_Provided text_
--- begin ---
Metafarce

For the purposes of this post I will use the term ISP to mean last mile residential ISPs. Business ISPs, non-residential last mile ISPs, IXPs and Tier-1 providers, are not included in this definition.

Introduction

In 2010 the FCC established 3 rules for ISPs regarding the Open Internet and network neutrality. These rules are called the FCC's Open Internet Order 2010. The first rule is transparency. ISPs must disclose their bandwidth management practices and performance characteristics. The second rule is no blocking. ISPs must not block traffic based on source, destination or application. The third rule is no discrimination. ISPs must not bias certain traffic based on source, destination or application. These rules exclude 'reasonable network management practices', thereby allowing ISPs to take reasonable measures to insure continued service and protect against abuse.
--- end ---
_Short problem a_
In the post on network neutrality, what is the second rule of the FCC's Open Internet Order 2010?

_Dataset records_
--- begin ---
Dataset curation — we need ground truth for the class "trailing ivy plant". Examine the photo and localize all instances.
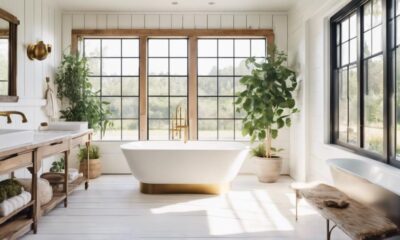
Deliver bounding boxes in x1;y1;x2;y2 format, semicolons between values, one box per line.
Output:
235;47;298;158
55;54;112;135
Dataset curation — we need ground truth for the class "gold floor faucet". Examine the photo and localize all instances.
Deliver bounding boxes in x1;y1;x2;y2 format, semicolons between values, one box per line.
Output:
0;111;28;124
171;104;189;143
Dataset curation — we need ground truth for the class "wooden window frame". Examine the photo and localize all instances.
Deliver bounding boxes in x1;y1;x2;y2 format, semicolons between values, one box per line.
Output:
71;29;275;141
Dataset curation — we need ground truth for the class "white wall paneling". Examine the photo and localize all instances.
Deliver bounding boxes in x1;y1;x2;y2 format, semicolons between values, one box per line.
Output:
0;0;62;177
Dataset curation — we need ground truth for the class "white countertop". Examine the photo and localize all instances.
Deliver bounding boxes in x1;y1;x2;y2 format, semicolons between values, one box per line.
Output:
0;129;92;153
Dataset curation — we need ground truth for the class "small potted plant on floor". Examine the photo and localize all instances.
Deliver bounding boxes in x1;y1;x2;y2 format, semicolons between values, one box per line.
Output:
78;145;102;179
235;48;298;182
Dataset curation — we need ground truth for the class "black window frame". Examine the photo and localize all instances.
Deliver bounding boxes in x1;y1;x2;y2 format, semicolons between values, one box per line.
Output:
329;0;400;168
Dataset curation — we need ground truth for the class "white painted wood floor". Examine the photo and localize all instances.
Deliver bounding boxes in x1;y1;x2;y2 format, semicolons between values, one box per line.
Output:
23;175;348;240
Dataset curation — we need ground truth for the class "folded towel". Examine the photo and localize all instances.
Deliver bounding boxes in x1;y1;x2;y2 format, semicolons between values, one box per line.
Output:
0;191;31;217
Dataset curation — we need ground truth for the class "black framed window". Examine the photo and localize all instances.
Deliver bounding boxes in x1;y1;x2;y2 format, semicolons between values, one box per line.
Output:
147;38;188;140
83;38;139;140
197;38;266;140
0;36;8;96
331;0;400;164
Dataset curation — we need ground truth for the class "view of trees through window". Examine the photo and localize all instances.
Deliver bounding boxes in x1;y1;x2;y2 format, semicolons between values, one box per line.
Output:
197;38;266;140
83;38;139;140
0;38;8;95
82;37;266;140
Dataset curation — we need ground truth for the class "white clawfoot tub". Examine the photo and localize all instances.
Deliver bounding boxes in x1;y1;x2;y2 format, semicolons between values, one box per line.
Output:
121;141;249;194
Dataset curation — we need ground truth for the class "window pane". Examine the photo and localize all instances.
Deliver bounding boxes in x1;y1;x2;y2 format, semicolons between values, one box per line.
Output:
198;97;218;118
102;97;121;118
101;77;121;96
148;77;168;96
84;39;100;57
169;77;187;96
102;120;121;141
364;2;372;31
149;97;168;119
89;77;100;93
122;39;139;57
350;14;357;38
149;120;169;140
339;68;348;142
218;97;235;118
350;38;357;63
169;58;187;75
197;77;218;96
197;58;217;76
342;19;350;42
197;39;217;57
122;97;139;118
372;0;382;27
169;39;187;57
148;39;168;57
218;120;235;140
122;77;139;96
101;39;121;57
235;58;251;76
169;97;187;118
102;58;121;76
198;120;218;140
372;26;382;54
122;120;139;140
364;31;372;57
218;58;233;75
347;66;359;145
218;77;233;96
87;58;100;76
251;39;266;57
218;39;233;57
364;55;383;153
122;58;139;76
235;39;250;57
342;42;349;66
149;58;168;75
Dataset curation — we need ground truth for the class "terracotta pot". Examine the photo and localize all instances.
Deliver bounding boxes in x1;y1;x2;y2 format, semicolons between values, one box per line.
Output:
79;159;102;179
253;157;282;183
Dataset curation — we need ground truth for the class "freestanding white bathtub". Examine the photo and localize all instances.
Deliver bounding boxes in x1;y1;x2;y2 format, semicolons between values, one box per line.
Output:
121;141;249;194
327;158;400;227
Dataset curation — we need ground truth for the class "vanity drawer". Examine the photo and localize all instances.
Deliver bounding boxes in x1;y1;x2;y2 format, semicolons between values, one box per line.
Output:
40;140;69;157
0;152;33;174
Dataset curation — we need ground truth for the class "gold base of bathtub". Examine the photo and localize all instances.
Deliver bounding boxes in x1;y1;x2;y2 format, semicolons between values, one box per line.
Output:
140;183;230;195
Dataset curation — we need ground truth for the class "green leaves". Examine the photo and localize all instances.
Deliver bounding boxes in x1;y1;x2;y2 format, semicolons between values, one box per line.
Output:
235;48;298;156
55;54;111;134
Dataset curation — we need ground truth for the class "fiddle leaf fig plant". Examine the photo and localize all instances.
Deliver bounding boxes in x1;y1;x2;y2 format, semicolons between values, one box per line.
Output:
55;54;112;135
235;47;299;158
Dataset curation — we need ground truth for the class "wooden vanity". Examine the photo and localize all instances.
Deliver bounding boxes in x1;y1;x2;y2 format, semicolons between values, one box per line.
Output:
0;130;93;239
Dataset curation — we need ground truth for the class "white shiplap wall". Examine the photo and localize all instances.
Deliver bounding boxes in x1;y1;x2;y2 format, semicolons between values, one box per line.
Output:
62;12;290;174
0;0;61;176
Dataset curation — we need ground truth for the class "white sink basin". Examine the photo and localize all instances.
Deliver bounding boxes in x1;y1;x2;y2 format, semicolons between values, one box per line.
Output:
0;129;33;149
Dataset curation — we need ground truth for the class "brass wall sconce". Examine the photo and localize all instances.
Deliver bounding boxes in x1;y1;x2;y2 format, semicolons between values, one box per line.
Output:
26;41;51;61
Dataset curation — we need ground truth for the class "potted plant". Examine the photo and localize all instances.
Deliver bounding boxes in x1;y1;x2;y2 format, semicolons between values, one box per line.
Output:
55;54;111;134
78;145;102;179
235;48;298;182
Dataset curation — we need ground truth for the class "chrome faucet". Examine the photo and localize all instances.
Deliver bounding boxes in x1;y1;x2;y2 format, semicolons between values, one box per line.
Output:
0;111;28;124
171;104;189;143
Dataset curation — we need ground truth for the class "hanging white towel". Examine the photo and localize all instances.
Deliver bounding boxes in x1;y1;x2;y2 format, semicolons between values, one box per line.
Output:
45;79;58;121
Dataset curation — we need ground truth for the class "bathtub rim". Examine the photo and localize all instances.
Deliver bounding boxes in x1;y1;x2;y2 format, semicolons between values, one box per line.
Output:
326;158;400;196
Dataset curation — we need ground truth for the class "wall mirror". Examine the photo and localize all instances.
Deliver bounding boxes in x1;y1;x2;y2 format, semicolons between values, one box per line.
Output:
0;8;19;102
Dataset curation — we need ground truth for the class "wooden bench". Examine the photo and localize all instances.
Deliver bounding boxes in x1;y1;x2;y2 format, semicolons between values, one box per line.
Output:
292;184;398;240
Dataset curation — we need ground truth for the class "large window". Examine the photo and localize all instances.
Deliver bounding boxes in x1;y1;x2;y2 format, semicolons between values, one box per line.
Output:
197;38;266;140
83;38;139;140
76;29;274;141
147;38;188;140
331;0;400;166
--- end ---
_Short problem b_
Locate every line of the listing that contains the word "wooden", and copy each of those lines.

_Written response a_
No blocking: ISPs must not block traffic based on source, destination or application.

_Written response b_
Dataset curation — we need ground truth for the class "wooden window frame". Examine the photo and localize all instances.
Dataset curation — we need ground truth for the class "wooden vanity". Examine the photo and localize all instances.
Dataset curation — we need ground truth for the class "wooden bench". Examine the photo and localize all instances.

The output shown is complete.